TASK A: Copy out everything in the outdoor-living article from "Wondering how best" down to "the latest trends.", substituting "experts" for "wizards".

** BEGIN DOCUMENT PASSAGE **

Wondering how best to feather your nest? Don't neglect the outdoor areas. Our panel of East End real estate, design, and landscaping wizards shares the latest trends.
Listed by Mala Sander, 27 Cooks Lane in Bridgehampton features gorgeous landscape design by Jack deLashmet, highlighted by an 18-by-45-foot Pebble Tec pool with saline filtration.
This week, our panel of local experts features real estate pros Tim O’Connor and Mala Sander, pool guru Ian Fyffe, builder Ron Friedman, landscaper Michael Derrig, and interior designer Zoe Hoare. Read on for highlights of their up-front conversation about what’s new in the backyard.
What does outdoor living mean to your clients? Mala Sander: If I were to show two houses, one with beautiful outdoor living spaces already set up and one that was just grass and a pool, they’d be like, “Wait, where’s the patio, where’s the outdoor fireplace and kitchen?” Even if that one was priced less, most would go for the one that was already done, because it reflects how they see themselves living in the Hamptons. Michael Derrig: Husbands, especially, will say, “I don’t go inside. I stay outside under the pool house or arbor. I spend all my time here. I shower here.” It’s amazing how much time they spend in the backyard. Tim O’Connor: A lot of clients want bigger doors that open up, so inside and outside intersect. Every chance they get, it’s like, “Where are the exits? How quickly can you get out?”
What about the idea of outdoor “rooms”? MD: People need to be concerned about overprogramming them with pizza ovens and grills and fire pits. I try to make them disappear in a green landscape. Ian Fyffe: I don’t want to see all that stuff until I want to use it. MS: But some people do. It’s part of the prestige of having those things. TO: It’s a trophy to people. MD: That’s too bad. You gotta try and educate them that it’s not a good look.
A recent spa project in Southampton from Ian Fyffe’s Harbor Hot Tubs and Sparkling Pools.
What are people spending on these things now? MD: A lot of money. TO: It’s not an afterthought anymore. Zoe Hoare: Yes, it’s not going down to Kmart and picking out a few blue-and-white waterproof cushions. Now you go to your decorator and say, “I want performance outdoor fabrics, and I want trim, and I want some tassels, because my Fendi handbag has tassels, so I want to go bohemian outside.” Performance fabrics are as fashion-forward as fabrics we live with indoors, fabrics we wear. Ron Friedman: For one house, we just ordered all cushionless outdoor lounges and couches. ZH: I don’t like the sound of that! RF: It’s very soft, almost like a mesh but very comfortable. Your body leans into it. MS: By the pool, when you get out wet, you get on that and it doesn’t matter. IF: With pool covers, they’re [using] some of those fabrics instead of that pleather finish. And a self-contained hot tub doesn’t have to be ugly. RF: On most houses, we design phantom screens that come down; you want to make sure you feel comfortable with the door open all day. It used to be a real luxury, and now it’s almost a must-have.
This poolside pergola, designed by Landscape Details, creates an idyllic setting you’ll never want to leave.

** END DOCUMENT PASSAGE **
** BEGIN PROVIDED DATA **

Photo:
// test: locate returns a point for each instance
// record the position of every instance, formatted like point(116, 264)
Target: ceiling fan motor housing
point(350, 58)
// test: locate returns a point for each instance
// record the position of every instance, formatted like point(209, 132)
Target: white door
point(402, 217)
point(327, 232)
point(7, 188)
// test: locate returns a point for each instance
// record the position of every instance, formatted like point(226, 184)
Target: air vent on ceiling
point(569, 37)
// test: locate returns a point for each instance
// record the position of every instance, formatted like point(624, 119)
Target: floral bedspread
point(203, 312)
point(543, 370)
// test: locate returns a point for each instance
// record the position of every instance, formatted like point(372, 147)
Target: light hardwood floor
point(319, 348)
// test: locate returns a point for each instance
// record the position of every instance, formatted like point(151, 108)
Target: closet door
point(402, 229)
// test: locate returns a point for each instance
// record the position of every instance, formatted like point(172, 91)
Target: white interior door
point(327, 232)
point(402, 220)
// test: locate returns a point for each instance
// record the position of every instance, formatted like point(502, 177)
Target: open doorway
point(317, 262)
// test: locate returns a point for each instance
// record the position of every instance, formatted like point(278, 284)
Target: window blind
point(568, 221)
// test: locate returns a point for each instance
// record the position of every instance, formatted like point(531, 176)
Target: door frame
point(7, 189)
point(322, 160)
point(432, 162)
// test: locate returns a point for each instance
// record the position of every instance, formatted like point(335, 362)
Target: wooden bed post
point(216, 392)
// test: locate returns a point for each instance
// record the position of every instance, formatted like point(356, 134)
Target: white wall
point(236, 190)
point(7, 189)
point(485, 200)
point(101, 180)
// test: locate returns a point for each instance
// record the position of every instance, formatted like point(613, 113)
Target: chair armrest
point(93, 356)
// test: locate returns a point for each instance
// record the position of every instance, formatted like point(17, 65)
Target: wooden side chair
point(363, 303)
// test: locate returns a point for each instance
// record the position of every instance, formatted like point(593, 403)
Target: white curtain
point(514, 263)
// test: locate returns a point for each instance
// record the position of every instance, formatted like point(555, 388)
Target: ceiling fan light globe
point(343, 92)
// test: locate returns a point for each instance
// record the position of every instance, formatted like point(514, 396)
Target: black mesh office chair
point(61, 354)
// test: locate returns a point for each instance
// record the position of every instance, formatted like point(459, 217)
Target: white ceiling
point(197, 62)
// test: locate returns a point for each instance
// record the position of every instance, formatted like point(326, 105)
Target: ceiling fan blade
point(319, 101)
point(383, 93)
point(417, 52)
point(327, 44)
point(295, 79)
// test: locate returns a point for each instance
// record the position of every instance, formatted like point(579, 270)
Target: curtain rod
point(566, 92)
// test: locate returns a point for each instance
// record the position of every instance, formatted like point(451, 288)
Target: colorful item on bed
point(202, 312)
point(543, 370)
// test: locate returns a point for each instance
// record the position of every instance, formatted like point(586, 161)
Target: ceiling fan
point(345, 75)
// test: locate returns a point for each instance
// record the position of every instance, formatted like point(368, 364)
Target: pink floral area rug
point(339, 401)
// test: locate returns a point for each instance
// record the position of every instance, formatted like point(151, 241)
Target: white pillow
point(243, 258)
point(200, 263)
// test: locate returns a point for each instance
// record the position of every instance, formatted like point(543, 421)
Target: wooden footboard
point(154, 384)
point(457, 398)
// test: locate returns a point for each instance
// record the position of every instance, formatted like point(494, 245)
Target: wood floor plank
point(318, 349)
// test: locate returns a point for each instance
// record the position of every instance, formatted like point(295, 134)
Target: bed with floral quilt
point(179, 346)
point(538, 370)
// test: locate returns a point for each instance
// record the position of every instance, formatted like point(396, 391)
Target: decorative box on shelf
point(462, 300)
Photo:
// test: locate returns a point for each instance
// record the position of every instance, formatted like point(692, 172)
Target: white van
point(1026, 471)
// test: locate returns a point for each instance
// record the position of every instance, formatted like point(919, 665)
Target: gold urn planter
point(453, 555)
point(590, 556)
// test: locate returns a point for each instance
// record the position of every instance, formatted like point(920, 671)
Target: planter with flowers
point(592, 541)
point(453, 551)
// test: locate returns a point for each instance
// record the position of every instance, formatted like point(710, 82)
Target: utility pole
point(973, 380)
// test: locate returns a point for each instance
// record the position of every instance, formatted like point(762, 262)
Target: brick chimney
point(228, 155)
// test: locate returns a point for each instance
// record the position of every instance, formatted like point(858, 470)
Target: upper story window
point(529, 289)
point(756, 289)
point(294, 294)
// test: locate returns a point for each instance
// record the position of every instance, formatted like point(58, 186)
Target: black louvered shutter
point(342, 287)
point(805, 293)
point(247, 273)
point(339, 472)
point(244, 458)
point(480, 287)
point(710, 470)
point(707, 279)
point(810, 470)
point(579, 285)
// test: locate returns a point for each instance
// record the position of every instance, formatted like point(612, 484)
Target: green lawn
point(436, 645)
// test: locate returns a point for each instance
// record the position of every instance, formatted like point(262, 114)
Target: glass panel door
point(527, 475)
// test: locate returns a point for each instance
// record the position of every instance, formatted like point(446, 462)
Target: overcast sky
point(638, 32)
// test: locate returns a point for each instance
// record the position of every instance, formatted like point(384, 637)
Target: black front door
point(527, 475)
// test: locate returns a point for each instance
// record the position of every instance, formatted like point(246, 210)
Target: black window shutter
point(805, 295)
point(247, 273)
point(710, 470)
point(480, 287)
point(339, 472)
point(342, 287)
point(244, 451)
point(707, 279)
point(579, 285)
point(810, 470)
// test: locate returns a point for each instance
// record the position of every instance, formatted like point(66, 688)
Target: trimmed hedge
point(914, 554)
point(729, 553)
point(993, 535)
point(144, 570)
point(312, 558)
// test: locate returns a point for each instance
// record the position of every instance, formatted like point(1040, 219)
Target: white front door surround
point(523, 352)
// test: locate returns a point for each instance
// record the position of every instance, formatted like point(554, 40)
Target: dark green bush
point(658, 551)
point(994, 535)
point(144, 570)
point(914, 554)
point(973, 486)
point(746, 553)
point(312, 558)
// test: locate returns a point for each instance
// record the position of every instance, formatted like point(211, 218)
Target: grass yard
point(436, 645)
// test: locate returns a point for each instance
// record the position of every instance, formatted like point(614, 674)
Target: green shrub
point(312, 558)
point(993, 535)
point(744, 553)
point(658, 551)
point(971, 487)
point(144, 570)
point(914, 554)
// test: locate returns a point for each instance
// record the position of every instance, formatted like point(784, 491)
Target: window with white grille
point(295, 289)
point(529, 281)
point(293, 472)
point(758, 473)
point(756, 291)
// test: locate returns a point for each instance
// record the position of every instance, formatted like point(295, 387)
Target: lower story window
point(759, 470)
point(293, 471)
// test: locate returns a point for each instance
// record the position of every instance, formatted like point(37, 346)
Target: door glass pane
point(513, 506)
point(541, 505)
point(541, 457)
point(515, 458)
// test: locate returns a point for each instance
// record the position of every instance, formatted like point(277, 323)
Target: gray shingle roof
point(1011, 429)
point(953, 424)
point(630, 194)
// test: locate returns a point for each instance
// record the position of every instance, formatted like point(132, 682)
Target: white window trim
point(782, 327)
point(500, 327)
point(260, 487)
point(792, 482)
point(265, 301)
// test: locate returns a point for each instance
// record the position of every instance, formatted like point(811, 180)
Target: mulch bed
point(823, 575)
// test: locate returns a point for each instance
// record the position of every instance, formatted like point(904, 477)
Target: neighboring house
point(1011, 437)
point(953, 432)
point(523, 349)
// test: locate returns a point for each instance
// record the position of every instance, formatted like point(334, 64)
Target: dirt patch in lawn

** END PROVIDED DATA **

TASK B: How many lines of the entries contain the string "floral"? Reply with the number only.

RIGHT ANSWER A:
Wondering how best to feather your nest? Don't neglect the outdoor areas. Our panel of East End real estate, design, and landscaping experts shares the latest trends.

RIGHT ANSWER B: 3